--- Entries supplied ---
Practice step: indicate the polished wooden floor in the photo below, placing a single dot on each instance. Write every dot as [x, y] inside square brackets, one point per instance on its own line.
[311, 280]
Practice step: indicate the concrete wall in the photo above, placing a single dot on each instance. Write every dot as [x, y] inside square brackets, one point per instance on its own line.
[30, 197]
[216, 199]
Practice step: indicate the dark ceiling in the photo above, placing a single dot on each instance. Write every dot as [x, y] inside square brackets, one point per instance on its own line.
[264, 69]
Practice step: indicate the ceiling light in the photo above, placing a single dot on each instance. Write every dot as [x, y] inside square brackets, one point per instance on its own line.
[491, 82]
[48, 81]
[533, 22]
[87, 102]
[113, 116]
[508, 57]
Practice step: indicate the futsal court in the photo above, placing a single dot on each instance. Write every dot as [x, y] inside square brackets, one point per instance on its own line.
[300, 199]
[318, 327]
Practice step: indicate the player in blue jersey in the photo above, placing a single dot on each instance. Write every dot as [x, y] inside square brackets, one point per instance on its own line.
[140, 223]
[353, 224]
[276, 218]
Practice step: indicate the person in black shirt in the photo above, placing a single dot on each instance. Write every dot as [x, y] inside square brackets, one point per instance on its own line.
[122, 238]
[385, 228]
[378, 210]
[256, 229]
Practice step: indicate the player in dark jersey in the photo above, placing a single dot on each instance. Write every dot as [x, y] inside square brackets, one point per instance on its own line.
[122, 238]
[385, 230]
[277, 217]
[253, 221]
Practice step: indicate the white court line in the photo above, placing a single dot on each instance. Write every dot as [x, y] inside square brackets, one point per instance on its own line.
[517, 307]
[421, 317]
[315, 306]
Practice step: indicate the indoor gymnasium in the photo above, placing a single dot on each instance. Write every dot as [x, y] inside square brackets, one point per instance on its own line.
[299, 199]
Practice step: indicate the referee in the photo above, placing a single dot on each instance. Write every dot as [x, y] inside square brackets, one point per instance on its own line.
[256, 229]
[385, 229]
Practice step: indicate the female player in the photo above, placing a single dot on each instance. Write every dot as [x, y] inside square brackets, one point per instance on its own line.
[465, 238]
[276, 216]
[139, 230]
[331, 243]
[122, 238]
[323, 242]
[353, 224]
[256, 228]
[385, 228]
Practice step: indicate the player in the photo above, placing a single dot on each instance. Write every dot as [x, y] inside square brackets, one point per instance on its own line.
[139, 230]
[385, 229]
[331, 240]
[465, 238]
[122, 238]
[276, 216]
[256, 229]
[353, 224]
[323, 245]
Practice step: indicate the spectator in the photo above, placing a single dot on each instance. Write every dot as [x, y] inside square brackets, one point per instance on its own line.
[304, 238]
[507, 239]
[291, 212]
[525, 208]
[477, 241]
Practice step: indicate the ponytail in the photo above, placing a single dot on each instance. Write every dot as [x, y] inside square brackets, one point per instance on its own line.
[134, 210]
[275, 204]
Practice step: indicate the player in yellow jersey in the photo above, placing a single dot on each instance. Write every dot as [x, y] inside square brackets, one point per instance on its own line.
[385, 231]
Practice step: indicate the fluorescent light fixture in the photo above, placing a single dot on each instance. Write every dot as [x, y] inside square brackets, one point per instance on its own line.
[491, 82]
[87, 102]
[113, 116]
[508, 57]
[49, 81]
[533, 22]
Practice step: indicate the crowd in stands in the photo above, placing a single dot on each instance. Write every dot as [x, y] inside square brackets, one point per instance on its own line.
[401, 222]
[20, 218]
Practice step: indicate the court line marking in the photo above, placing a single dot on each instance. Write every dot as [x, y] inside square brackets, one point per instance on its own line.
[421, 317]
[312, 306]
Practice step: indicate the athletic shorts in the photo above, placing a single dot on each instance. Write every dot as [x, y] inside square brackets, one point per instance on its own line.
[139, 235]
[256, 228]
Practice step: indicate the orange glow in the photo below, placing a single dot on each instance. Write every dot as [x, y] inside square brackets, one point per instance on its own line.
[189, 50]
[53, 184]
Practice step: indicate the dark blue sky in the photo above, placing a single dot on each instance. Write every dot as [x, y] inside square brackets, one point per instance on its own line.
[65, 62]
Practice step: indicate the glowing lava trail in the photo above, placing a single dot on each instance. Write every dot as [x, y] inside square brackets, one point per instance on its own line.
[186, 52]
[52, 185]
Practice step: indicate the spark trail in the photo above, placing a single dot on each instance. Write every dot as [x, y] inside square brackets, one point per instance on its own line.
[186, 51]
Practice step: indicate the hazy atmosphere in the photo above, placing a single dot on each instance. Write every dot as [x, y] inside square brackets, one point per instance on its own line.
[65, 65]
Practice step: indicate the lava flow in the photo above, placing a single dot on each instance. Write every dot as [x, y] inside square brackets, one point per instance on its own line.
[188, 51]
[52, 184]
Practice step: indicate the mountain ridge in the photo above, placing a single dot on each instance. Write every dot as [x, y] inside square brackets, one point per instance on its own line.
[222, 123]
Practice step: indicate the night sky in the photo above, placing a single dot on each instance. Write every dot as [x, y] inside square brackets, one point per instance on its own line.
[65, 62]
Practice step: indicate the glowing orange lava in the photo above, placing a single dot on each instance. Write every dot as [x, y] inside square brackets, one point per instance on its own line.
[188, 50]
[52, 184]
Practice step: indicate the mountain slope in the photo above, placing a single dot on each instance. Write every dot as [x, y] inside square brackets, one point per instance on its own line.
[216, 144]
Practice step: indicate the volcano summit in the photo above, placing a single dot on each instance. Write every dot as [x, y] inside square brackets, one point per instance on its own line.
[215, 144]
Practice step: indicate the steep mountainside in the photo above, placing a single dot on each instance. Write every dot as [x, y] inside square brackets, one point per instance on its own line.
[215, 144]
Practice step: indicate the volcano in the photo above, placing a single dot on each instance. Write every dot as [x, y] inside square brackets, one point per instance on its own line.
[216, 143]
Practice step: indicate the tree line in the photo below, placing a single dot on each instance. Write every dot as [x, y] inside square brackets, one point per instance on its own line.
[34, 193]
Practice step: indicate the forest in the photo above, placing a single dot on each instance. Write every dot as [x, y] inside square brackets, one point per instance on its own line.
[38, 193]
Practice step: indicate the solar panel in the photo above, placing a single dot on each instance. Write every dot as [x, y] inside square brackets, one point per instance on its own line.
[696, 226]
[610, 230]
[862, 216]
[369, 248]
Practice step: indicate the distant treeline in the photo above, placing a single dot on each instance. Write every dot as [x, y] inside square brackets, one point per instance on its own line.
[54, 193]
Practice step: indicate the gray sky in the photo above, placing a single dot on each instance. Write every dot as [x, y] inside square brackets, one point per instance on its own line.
---
## Problem
Transcribe each entry word for word.

## Your response
Practice step: indicate the polished wooden floor in the photo below, placing a single dot on each instance. Write every dot as [x, y] inside square brackets, one point per instance on its own line.
[311, 280]
Practice step: indicate the concrete wall in the photo above, placing a single dot on each instance. Write every dot as [x, y] inside square brackets, one point per instance on its own line.
[30, 197]
[216, 199]
Practice step: indicate the dark ceiling in the photo above, placing a single dot on each instance. Write every dot as [x, y] inside square brackets, one point per instance on its own line.
[264, 69]
Practice step: indicate the ceiling light in the photo above, placing a single dot on each instance. Write every dot as [x, y] inside square brackets, one point per instance on its own line.
[491, 82]
[48, 81]
[533, 22]
[87, 102]
[113, 116]
[508, 57]
Practice step: indicate the futsal court in the photo above, placing a single dot on each instance. Write every dot as [x, y] inside square brackets, one point per instance on its own line.
[300, 199]
[318, 327]
Practice step: indicate the player in blue jersey in the photo above, placing a single dot on each instance. Write every dot as [x, y] inside square brackets, one point per instance on its own line.
[140, 223]
[353, 224]
[276, 218]
Practice step: indicate the person in black shirt in the photo above, placing a single dot on each instance. Write every dot as [x, y] inside square brackets, one point per instance on its own line.
[122, 238]
[385, 228]
[378, 210]
[256, 229]
Practice step: indicate the player in dark jersey in the photo above, placing a single dot on each instance. Write every dot as [x, y] inside square brackets, one point per instance on its own line.
[122, 238]
[385, 230]
[277, 217]
[253, 221]
Practice step: indicate the white court line in the photo above, placing a single dot on each instance. Write every dot as [x, y] inside square brackets, one point per instance on its own line.
[517, 307]
[421, 317]
[315, 306]
Practice step: indicate the indoor gymnasium in the photo above, placing a single dot on each instance. Write every dot as [x, y] inside square brackets, one point per instance on its own line.
[299, 199]
Practice step: indicate the referee in the photo above, placing a single dot on each instance. Write every dot as [x, y] inside square brackets, one point per instance on its own line.
[256, 229]
[385, 229]
Practice step: indicate the female player in the photo above, placing a single dot on each instance. Write every dot as [x, y] inside square brackets, one point per instance on its own line.
[465, 238]
[276, 216]
[139, 230]
[331, 243]
[122, 238]
[323, 242]
[353, 224]
[256, 228]
[385, 228]
Practice step: indicate the player in the photo above, placing a single dot on each instance. Write every dot as [x, y] inside square brackets, one point per instance on its own line.
[139, 230]
[385, 229]
[331, 240]
[465, 238]
[122, 238]
[276, 216]
[256, 229]
[353, 224]
[323, 245]
Practice step: indicate the spectator in the photo above, placing a single dot on each instance. Write every dot as [x, y] inside square brackets, one point per instance on its own line.
[304, 238]
[507, 239]
[291, 212]
[525, 208]
[477, 241]
Practice step: indicate the ponytail in the photo above, placing a single dot on each instance. Write every dot as [x, y] inside square brackets, one point per instance on its own line.
[134, 210]
[275, 204]
Practice step: indicate the player in yellow jersey in the photo above, placing a single dot on each instance. Write every dot as [x, y] inside square brackets, one point per instance on its own line.
[385, 231]
Practice step: indicate the fluorescent light fixture in the photo above, placing a single dot on each instance. Write every dot as [x, y] inside square brackets, one point per instance on its own line.
[491, 82]
[87, 102]
[113, 116]
[508, 57]
[49, 81]
[533, 22]
Practice step: indicate the crowd in stands in the photo above, placing a single dot on each instance. Write every dot as [x, y] inside square brackets, one point per instance on its own line.
[401, 222]
[20, 218]
Practice step: indicate the court line marking in the photo above, placing a single dot on each instance. Write every dot as [x, y] inside square brackets, one point per instance on its own line.
[421, 317]
[312, 306]
Practice step: indicate the athletic shorts in the photo above, placing a single dot on each instance. Write every dot as [x, y] inside square brackets, one point per instance on its own line.
[139, 235]
[256, 228]
Practice step: indicate the orange glow in the photo below, placing a single dot on each instance. Write every dot as [x, y] inside square brackets, one point per instance on its own line.
[189, 50]
[53, 184]
Practice step: indicate the dark blue sky in the photo above, placing a single dot on each instance. Write every dot as [x, y] inside square brackets, one point per instance on its own line.
[65, 62]
Practice step: indicate the glowing lava trail in the photo above, placing a single dot on each instance. Write every dot as [x, y] inside square brackets, one point per instance on its own line.
[186, 52]
[52, 185]
Practice step: indicate the spark trail in the photo above, placing a single dot on each instance. Write every dot as [x, y] inside square brackets, one point per instance on its own line.
[186, 51]
Practice step: indicate the hazy atmosphere in the photo above, placing a single dot on each instance. Write every dot as [x, y] inside square brackets, one point per instance on its own line.
[65, 65]
Practice step: indicate the lava flow in the photo above, placing a single dot on each instance. Write every dot as [x, y] inside square brackets, one point per instance on its own line.
[188, 51]
[52, 184]
Practice step: indicate the mountain ridge in the photo above, placing a single dot on each instance. Write every dot as [x, y] inside square brackets, one point per instance on its own line.
[222, 123]
Practice step: indicate the night sky in the photo above, placing a single dot on each instance. Write every dot as [x, y] inside square brackets, one point per instance on its own line.
[65, 62]
Practice step: indicate the glowing orange lava in the photo above, placing a single dot on each instance. Write every dot as [x, y] inside square brackets, one point per instance on its own line.
[188, 50]
[52, 184]
Practice step: indicate the mountain slope in the photo above, placing a single dot on each instance. Write every dot as [x, y] inside square brackets, one point per instance on its own line.
[216, 144]
Practice step: indicate the volcano summit in the photo above, placing a single dot on each instance. Write every dot as [x, y] inside square brackets, one point per instance on its own line.
[215, 144]
Practice step: indicate the steep mountainside in the photo above, placing a single dot on each instance. Write every dot as [x, y] inside square brackets, one point per instance on its own line.
[215, 144]
Practice step: indicate the volcano in the photo above, placing a single dot on each instance. Write every dot as [x, y] inside square brackets, one point per instance on its own line.
[216, 143]
Practice step: indicate the tree line in the photo below, placing a single dot on each instance. Write every dot as [x, y] inside square brackets, one point per instance on its own line.
[34, 193]
Practice step: indicate the forest in the photo above, placing a single dot on each instance. Write every dot as [x, y] inside square brackets, one point per instance on its own line.
[38, 193]
Practice step: indicate the solar panel in the photo above, placing a single dot on each instance. Write every dot as [x, y] inside square brackets, one point per instance on its own line.
[696, 226]
[610, 230]
[862, 216]
[369, 248]
Practice step: indicate the distant treeline in the photo above, placing a single dot on each instance. Write every dot as [x, y] inside square brackets, one point per instance on its own line.
[54, 193]
Practice step: indicate the gray sky in the photo above, placing a single dot on each instance. Write every dot as [x, y] inside square brackets, one point per instance on its own line.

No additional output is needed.